DATA PROVIDED START
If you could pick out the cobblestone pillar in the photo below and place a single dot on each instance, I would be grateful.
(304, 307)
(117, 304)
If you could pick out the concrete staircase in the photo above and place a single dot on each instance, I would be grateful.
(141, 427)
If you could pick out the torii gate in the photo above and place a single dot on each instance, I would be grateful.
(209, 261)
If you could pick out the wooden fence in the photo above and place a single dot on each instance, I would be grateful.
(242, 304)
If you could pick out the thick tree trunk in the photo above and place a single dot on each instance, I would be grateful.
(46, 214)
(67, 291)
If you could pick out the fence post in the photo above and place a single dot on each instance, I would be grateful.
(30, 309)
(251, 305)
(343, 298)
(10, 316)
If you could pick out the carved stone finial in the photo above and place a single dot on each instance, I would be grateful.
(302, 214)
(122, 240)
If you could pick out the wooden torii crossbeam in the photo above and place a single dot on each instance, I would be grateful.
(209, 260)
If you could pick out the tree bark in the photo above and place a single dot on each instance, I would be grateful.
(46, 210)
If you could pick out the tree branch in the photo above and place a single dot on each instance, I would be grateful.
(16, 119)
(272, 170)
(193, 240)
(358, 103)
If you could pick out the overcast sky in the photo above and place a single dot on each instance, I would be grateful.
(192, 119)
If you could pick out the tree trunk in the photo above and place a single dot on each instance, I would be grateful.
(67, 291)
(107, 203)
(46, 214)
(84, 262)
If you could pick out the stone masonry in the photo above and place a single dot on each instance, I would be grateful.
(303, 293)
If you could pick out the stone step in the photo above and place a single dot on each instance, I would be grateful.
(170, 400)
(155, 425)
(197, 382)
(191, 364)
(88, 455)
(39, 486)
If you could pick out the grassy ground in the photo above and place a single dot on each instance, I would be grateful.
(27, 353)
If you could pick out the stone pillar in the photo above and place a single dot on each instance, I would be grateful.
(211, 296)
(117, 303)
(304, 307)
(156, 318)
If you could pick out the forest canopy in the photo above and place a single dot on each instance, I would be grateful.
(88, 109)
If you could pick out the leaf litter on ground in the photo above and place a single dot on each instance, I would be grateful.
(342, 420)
DATA PROVIDED END
> _PROBLEM DESCRIPTION_:
The records above are to be output in full and without error.

> _TASK RESPONSE_:
If you could pick out the cobblestone pillar in the photo below and place a single dot on each instance, I would be grateful.
(304, 307)
(117, 304)
If you could pick out the concrete staircase in the photo above and place a single dot on each instance, I would be grateful.
(141, 427)
If you could pick out the torii gate in the photo above and place a single dot on each instance, I would be grateful.
(209, 261)
If you could pick out the wooden fence in the photo above and place a single dot on each instance, I would be grateful.
(242, 304)
If you could pick out the thick tree trunk in the photo above and place a single dot on each instance, I would be grateful.
(46, 214)
(67, 291)
If you could pick out the fence post in the photo above and place a single dot on each instance, I would be grateful.
(30, 309)
(251, 305)
(343, 298)
(10, 316)
If you could pick out the carved stone finial in the photo above and place a single dot on each instance, I would be grateful.
(302, 214)
(122, 240)
If you could pick out the wooden torii crossbeam in the photo above and place a single dot on each instance, I would be grateful.
(209, 260)
If you could pick out the tree bark in the photo above and place a single dot on each instance, I would be grateful.
(46, 210)
If you could pick out the tree branch in the photo above and place a single dot on each instance, I would be grateful.
(16, 119)
(272, 170)
(193, 240)
(358, 103)
If you could pick out the overcast sky in the photo above and place a single dot on each instance, I would be grateful.
(192, 119)
If you could pick out the tree trunk in the photo above and place a single dot on each instance, I would be grateful.
(67, 291)
(107, 203)
(46, 214)
(84, 262)
If you could pick out the stone masonry in the photo above and place a single dot on each instance, I would be grateful.
(303, 293)
If you could pick out the stone step in the photo above and place a single dot on each instance, I would be grateful.
(170, 400)
(155, 425)
(197, 382)
(191, 364)
(88, 455)
(39, 486)
If you could pick out the grassy ground in the photo above and place a single dot on each instance, I would be grateful.
(27, 353)
If you could pick out the stone pillar in the photo above and place a single dot on each instance, I would be grateful.
(211, 296)
(117, 303)
(304, 307)
(156, 318)
If you could pick out the forest canopy in the photo above and place a single dot on each instance, I would be grateful.
(88, 109)
If you could pick out the leaf litter on ground in the photo above and place a single dot on each instance, I would be grateful.
(342, 420)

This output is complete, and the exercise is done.